• _Текст для чтения_:
>>

Выбрать главу

Вслед за «левыми коммунистами» на заседание суда были вызваны левые эсеры. Камков подтвердил свой разговор с Бухариным, но лишь в том варианте, который сам Бухарин изложил в 1923 году. По словам Камкова, ЦК левых эсеров не только не принимал никаких решений о соглашении с «левыми коммунистами», но даже не обсуждал этот вопрос [125].

По-иному вёл себя Карелин, допросу которого предшествовал странный диалог между Вышинским и Бухариным. На вопрос прокурора, узнает ли Бухарин в свидетеле Карелина, Бухарин дал такой ответ: «То его содержание, которое у него имеется сейчас, очень отличается от того, что было… Мне трудно было узнать его у вас (на очной ставке.— В. Р.), но после того, как я увидел его у вас, я узнаю в нём то же самое лицо» [126].

Карелин существенно расширил временные рамки «заговора». Он заявил, во-первых, что его партия заключила блок с «левыми коммунистами» уже в конце 1917 года, и во-вторых, что он информировал Бухарина о подготовке не только мятежа левых эсеров, состоявшегося в июле 1918 года, но и покушения Каплан на Ленина, причём Бухарин требовал ускорить этот террористический акт [127].

После этих слов Вышинский вернулся к допросу Осинского, который подтвердил, что выстрел Каплан явился результатом установок и организационных мероприятий, которые были разработаны и проведены блоком, «начиная от „левых коммунистов“ и кончая правыми эсерами». После этого Вышинский не удержался от того, чтобы задать Бухарину вопрос: «Кто вам дал задание подготовить это преступление, какая разведка дала?», на что получил ответ: «Я отрицаю вообще этот факт» [128].

Тем не менее версия об участии Бухарина в подготовке покушения на Ленина не только вошла в «Краткий курс», но и получила «художественное оформление» — в фильме «Ленин в 1918 году», поставленном режиссером М. Роммом по сценарию А. Каплера.

VIII

Загадка Бухарина

В обвинительной речи Вышинский уделил Бухарину особое внимание. На протяжении целого часа он излагал обширную хронологию «преступлений» Бухарина, к которым относил все случаи теоретических и политических разногласий последнего с Лениным, а затем — со сталинской кликой, раздувая и утрируя эти разногласия. Изрядно озлобленный поведением Бухарина на суде, Вышинский выбирал в отношении него самые грязные выражения и эпитеты, пытаясь как можно больше унизить его. «Лицемерием и коварством,— выспренне восклицал прокурор,— этот человек превзошёл самые коварные, чудовищные преступления, какие только знала человеческая история» [129].

<<

• _Постановка задачи_:
Верните дословно отрывок текста о суде над Бухариным: от слов «После этих слов» до слов «по сценарию А. Каплера.» включительно.

• _Показанные записи_:

>>

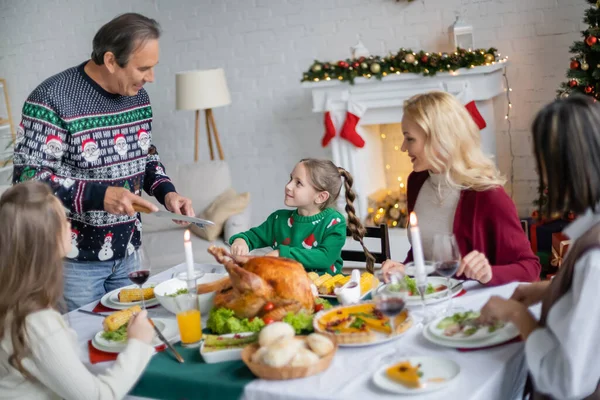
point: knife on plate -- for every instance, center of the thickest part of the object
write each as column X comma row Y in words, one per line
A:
column 177, row 217
column 169, row 345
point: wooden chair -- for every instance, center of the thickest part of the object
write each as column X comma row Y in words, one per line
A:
column 381, row 233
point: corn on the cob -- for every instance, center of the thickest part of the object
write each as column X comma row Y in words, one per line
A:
column 116, row 320
column 327, row 287
column 313, row 276
column 366, row 282
column 131, row 295
column 343, row 281
column 320, row 280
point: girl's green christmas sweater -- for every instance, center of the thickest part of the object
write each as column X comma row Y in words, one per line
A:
column 316, row 241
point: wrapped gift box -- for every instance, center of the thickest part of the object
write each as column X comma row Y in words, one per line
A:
column 560, row 245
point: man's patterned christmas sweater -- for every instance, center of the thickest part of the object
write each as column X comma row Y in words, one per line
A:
column 81, row 139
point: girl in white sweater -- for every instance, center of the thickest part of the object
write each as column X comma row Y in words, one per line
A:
column 38, row 351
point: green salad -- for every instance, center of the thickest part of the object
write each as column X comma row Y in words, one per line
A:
column 223, row 320
column 120, row 335
column 412, row 286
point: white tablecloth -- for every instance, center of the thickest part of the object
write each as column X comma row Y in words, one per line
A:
column 497, row 373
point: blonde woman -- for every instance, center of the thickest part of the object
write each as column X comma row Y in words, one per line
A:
column 38, row 351
column 455, row 188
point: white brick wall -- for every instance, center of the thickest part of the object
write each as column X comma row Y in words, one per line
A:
column 265, row 45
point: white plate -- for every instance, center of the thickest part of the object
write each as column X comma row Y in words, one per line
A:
column 482, row 333
column 107, row 301
column 431, row 367
column 410, row 269
column 212, row 357
column 508, row 332
column 167, row 327
column 381, row 337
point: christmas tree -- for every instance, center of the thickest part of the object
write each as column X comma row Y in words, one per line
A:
column 584, row 69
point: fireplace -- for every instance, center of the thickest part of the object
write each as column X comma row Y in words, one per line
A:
column 380, row 166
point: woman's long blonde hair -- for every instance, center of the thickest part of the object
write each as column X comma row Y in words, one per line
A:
column 31, row 262
column 325, row 176
column 453, row 143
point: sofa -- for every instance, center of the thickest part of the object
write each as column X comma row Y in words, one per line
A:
column 162, row 239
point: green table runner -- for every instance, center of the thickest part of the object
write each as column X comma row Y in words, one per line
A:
column 165, row 378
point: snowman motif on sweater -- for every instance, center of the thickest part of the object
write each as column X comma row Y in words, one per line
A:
column 74, row 252
column 106, row 252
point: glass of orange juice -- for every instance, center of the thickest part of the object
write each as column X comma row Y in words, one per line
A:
column 188, row 317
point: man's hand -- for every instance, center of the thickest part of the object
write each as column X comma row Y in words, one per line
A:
column 179, row 205
column 120, row 201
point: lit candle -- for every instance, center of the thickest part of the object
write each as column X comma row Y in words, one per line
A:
column 415, row 237
column 189, row 255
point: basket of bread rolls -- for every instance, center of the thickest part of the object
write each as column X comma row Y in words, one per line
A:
column 280, row 354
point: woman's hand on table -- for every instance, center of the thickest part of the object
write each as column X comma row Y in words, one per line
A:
column 390, row 266
column 529, row 294
column 239, row 247
column 140, row 327
column 508, row 310
column 476, row 266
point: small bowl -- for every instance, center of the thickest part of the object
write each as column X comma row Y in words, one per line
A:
column 217, row 356
column 163, row 289
column 286, row 372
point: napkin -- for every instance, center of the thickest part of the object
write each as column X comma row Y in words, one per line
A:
column 513, row 340
column 97, row 356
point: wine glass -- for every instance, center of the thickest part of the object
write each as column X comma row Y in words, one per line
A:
column 141, row 273
column 447, row 260
column 390, row 298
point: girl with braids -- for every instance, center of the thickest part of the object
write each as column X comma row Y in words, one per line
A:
column 455, row 188
column 38, row 351
column 314, row 232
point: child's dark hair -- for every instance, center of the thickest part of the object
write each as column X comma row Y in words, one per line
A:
column 566, row 137
column 326, row 177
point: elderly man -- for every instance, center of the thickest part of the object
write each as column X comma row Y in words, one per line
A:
column 87, row 131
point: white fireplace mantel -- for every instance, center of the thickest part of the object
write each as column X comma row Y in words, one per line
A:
column 383, row 100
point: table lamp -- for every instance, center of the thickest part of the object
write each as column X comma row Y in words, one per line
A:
column 203, row 90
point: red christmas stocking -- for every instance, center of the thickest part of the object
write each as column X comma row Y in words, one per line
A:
column 355, row 113
column 472, row 109
column 329, row 130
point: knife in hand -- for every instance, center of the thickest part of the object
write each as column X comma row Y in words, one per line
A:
column 177, row 217
column 169, row 345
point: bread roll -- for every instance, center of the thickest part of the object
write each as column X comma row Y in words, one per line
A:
column 320, row 344
column 258, row 355
column 304, row 358
column 281, row 352
column 275, row 332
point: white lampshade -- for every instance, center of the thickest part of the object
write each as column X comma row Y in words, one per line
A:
column 199, row 90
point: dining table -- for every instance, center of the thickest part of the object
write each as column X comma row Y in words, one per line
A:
column 489, row 373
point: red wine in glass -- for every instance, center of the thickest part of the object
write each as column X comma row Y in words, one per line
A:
column 447, row 268
column 139, row 277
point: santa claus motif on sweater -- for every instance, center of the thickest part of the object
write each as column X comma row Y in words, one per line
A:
column 64, row 182
column 333, row 222
column 310, row 242
column 106, row 252
column 121, row 146
column 143, row 140
column 54, row 147
column 89, row 150
column 20, row 133
column 74, row 252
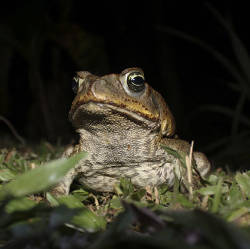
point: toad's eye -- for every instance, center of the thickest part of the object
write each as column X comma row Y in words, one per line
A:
column 75, row 84
column 136, row 82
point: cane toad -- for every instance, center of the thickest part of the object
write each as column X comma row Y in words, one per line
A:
column 123, row 123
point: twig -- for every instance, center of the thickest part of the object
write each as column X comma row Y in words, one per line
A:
column 13, row 130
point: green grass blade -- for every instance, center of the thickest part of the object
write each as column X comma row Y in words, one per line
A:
column 40, row 178
column 217, row 196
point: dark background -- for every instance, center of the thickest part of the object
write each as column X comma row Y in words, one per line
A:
column 42, row 44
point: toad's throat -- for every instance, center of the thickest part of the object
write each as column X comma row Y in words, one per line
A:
column 108, row 114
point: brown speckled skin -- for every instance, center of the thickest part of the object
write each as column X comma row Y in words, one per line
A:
column 122, row 131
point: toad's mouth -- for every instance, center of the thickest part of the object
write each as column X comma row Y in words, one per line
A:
column 92, row 113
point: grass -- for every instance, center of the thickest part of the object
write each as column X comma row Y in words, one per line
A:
column 217, row 215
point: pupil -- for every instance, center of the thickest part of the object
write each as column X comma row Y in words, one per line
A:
column 74, row 85
column 136, row 83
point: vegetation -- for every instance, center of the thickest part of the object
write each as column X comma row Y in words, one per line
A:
column 216, row 216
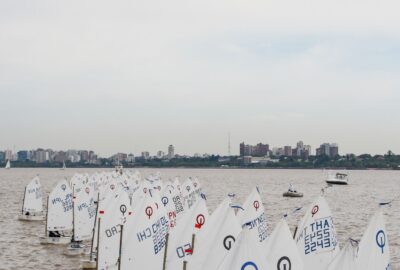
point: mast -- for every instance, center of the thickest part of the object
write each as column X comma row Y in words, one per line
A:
column 120, row 248
column 23, row 202
column 94, row 227
column 73, row 213
column 97, row 251
column 47, row 216
column 165, row 251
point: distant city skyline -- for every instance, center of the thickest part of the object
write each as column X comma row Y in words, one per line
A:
column 140, row 75
column 258, row 149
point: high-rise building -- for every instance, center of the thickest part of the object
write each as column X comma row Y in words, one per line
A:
column 8, row 155
column 334, row 150
column 259, row 150
column 171, row 151
column 84, row 154
column 287, row 151
column 145, row 155
column 328, row 149
column 131, row 158
column 23, row 155
column 160, row 154
column 41, row 156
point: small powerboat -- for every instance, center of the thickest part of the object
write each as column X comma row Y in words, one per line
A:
column 88, row 264
column 75, row 249
column 337, row 179
column 48, row 240
column 292, row 192
column 26, row 217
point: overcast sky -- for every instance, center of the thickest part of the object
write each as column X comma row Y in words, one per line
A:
column 139, row 75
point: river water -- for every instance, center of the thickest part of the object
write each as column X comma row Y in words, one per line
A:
column 352, row 205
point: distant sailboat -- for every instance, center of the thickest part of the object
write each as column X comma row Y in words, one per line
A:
column 32, row 204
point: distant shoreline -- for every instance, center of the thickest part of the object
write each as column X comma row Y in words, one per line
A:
column 210, row 167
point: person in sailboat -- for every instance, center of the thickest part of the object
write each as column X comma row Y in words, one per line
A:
column 54, row 234
column 292, row 188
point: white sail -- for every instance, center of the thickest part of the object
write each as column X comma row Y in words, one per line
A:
column 143, row 242
column 84, row 214
column 173, row 203
column 113, row 213
column 246, row 254
column 189, row 194
column 33, row 200
column 374, row 251
column 346, row 259
column 281, row 251
column 316, row 236
column 253, row 216
column 59, row 212
column 217, row 239
column 180, row 239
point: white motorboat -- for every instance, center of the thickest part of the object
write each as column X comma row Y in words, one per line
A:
column 88, row 264
column 293, row 194
column 47, row 240
column 337, row 179
column 75, row 249
column 33, row 217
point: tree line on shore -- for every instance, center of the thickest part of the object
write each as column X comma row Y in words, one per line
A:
column 349, row 161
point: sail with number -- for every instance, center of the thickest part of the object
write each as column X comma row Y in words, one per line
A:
column 59, row 213
column 346, row 258
column 316, row 236
column 180, row 239
column 217, row 239
column 112, row 212
column 281, row 251
column 143, row 241
column 374, row 251
column 173, row 204
column 33, row 198
column 246, row 254
column 253, row 216
column 84, row 214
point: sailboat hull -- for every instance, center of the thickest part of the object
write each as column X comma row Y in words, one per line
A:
column 54, row 240
column 30, row 218
column 75, row 251
column 88, row 264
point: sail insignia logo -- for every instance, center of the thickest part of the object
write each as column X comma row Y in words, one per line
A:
column 284, row 263
column 381, row 240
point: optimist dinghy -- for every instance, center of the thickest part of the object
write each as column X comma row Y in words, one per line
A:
column 292, row 192
column 32, row 205
column 337, row 179
column 59, row 215
column 84, row 214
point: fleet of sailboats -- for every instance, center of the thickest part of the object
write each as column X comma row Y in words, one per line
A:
column 121, row 220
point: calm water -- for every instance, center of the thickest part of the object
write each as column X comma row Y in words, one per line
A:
column 351, row 205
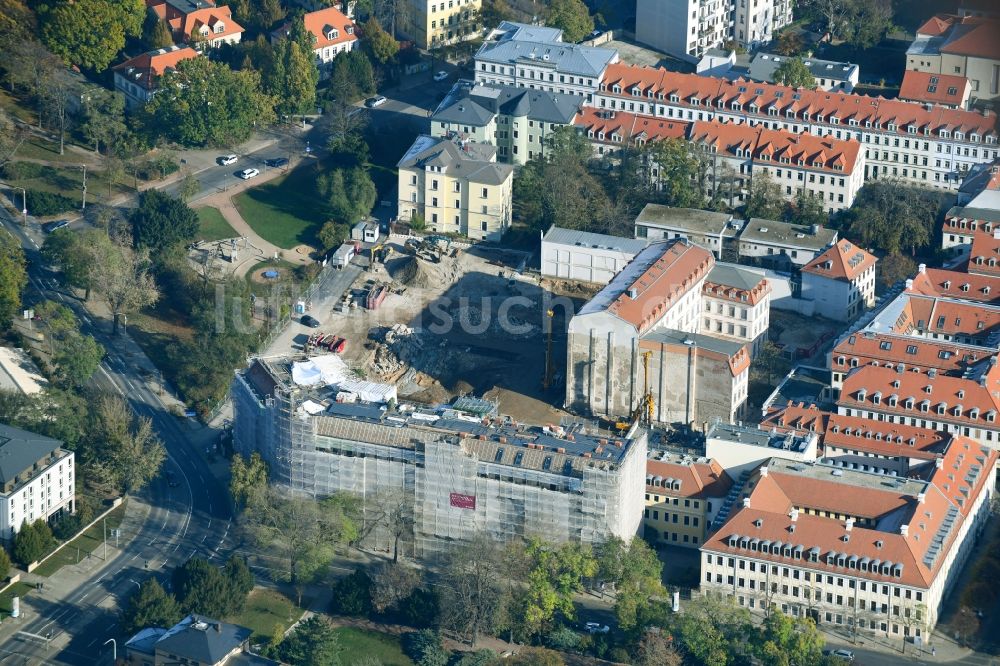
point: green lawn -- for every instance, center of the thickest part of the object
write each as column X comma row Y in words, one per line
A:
column 357, row 643
column 212, row 226
column 89, row 541
column 266, row 608
column 285, row 211
column 15, row 590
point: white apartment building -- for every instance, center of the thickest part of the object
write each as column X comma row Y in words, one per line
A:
column 456, row 186
column 929, row 146
column 830, row 170
column 736, row 305
column 841, row 281
column 38, row 479
column 689, row 28
column 849, row 548
column 527, row 56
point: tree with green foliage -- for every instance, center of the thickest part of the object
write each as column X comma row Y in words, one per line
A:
column 248, row 479
column 786, row 641
column 90, row 34
column 474, row 599
column 572, row 17
column 313, row 643
column 892, row 216
column 32, row 542
column 555, row 574
column 795, row 73
column 205, row 103
column 121, row 276
column 13, row 278
column 382, row 46
column 76, row 358
column 162, row 222
column 69, row 251
column 201, row 587
column 150, row 606
column 764, row 198
column 807, row 210
column 636, row 572
column 291, row 74
column 130, row 452
column 351, row 595
column 426, row 648
column 350, row 193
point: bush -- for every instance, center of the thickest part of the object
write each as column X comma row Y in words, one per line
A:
column 352, row 595
column 425, row 648
column 49, row 203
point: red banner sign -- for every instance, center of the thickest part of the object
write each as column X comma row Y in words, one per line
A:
column 463, row 501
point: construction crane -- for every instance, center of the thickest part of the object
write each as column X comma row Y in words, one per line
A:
column 646, row 408
column 547, row 379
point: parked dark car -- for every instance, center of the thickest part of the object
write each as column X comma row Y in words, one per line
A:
column 49, row 227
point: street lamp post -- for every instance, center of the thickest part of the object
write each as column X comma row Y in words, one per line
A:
column 24, row 204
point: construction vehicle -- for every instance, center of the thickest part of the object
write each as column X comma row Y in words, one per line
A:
column 646, row 408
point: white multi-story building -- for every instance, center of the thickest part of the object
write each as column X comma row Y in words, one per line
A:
column 38, row 479
column 931, row 146
column 689, row 28
column 841, row 281
column 532, row 57
column 827, row 169
column 456, row 186
column 851, row 548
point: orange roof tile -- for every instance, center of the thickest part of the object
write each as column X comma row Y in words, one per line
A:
column 843, row 261
column 671, row 275
column 915, row 394
column 934, row 88
column 867, row 348
column 698, row 479
column 649, row 84
column 628, row 126
column 150, row 66
column 956, row 284
column 779, row 146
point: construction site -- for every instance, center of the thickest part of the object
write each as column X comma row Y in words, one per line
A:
column 439, row 320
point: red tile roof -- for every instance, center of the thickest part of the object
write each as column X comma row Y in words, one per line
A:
column 649, row 84
column 934, row 88
column 679, row 266
column 778, row 147
column 984, row 258
column 698, row 479
column 846, row 262
column 956, row 284
column 768, row 518
column 628, row 127
column 887, row 349
column 320, row 22
column 143, row 70
column 965, row 401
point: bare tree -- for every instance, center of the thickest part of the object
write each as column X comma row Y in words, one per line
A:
column 121, row 275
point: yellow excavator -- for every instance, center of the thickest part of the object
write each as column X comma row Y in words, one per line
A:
column 646, row 408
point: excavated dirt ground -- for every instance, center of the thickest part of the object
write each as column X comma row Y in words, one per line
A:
column 465, row 325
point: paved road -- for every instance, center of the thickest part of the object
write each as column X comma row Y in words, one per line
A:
column 191, row 519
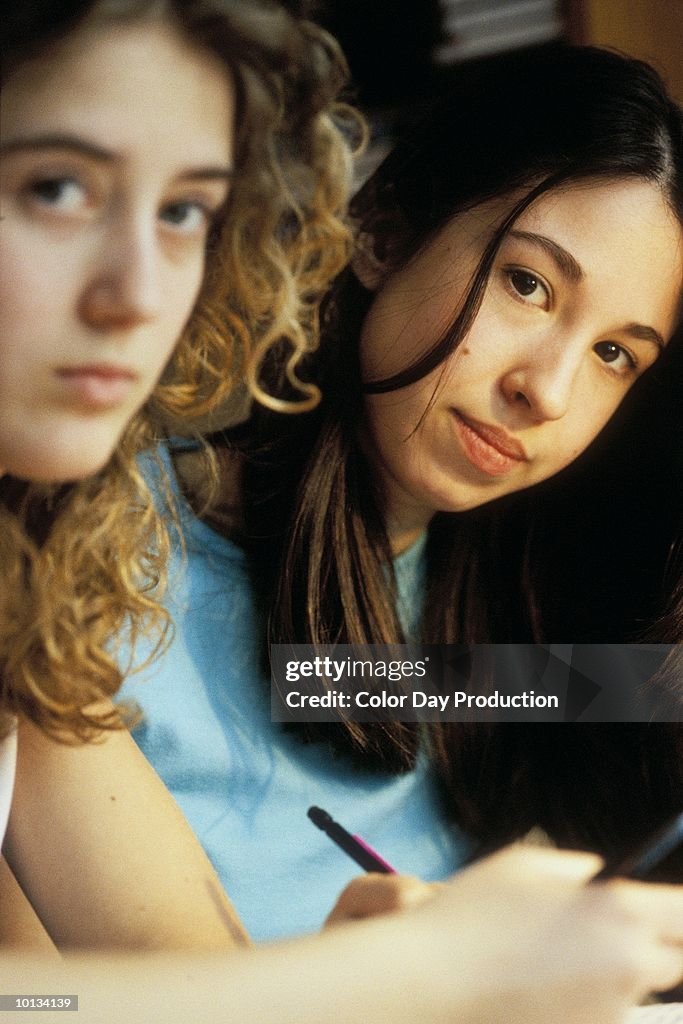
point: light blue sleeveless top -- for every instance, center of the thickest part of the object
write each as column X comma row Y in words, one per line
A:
column 245, row 783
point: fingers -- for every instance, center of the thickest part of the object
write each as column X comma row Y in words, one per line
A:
column 371, row 895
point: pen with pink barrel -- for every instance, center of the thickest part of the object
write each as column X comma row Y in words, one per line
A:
column 353, row 846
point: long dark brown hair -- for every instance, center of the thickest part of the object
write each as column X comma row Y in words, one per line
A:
column 313, row 517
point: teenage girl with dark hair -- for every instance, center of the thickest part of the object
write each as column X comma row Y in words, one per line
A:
column 518, row 270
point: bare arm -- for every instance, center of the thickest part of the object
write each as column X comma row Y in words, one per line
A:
column 518, row 939
column 104, row 855
column 19, row 927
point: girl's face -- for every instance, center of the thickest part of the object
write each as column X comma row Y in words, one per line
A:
column 117, row 152
column 581, row 300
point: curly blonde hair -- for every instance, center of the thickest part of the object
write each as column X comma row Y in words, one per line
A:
column 84, row 564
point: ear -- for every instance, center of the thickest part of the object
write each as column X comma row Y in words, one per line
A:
column 367, row 265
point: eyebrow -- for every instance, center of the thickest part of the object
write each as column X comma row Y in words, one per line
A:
column 84, row 147
column 563, row 260
column 572, row 270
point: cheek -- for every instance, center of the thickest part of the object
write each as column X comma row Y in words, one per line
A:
column 180, row 290
column 38, row 284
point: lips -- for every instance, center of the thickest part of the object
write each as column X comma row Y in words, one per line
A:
column 491, row 450
column 96, row 386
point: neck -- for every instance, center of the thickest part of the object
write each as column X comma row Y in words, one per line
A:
column 406, row 518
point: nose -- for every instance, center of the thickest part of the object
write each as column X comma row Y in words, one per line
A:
column 541, row 381
column 123, row 289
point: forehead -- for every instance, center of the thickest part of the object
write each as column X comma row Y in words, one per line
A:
column 126, row 84
column 624, row 236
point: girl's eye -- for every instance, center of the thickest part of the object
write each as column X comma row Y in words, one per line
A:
column 61, row 194
column 527, row 287
column 187, row 217
column 621, row 360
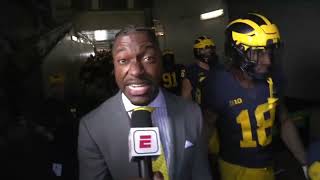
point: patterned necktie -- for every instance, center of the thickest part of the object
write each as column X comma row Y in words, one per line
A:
column 159, row 165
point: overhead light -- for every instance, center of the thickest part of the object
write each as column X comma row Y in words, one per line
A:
column 100, row 35
column 212, row 14
column 74, row 38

<<

• _Письменный ответ_:
После этих слов Вышинский вернулся к допросу Осинского, который подтвердил, что выстрел Каплан явился результатом установок и организационных мероприятий, которые были разработаны и проведены блоком, «начиная от „левых коммунистов“ и кончая правыми эсерами». После этого Вышинский не удержался от того, чтобы задать Бухарину вопрос: «Кто вам дал задание подготовить это преступление, какая разведка дала?», на что получил ответ: «Я отрицаю вообще этот факт» [128].

Тем не менее версия об участии Бухарина в подготовке покушения на Ленина не только вошла в «Краткий курс», но и получила «художественное оформление» — в фильме «Ленин в 1918 году», поставленном режиссером М. Роммом по сценарию А. Каплера.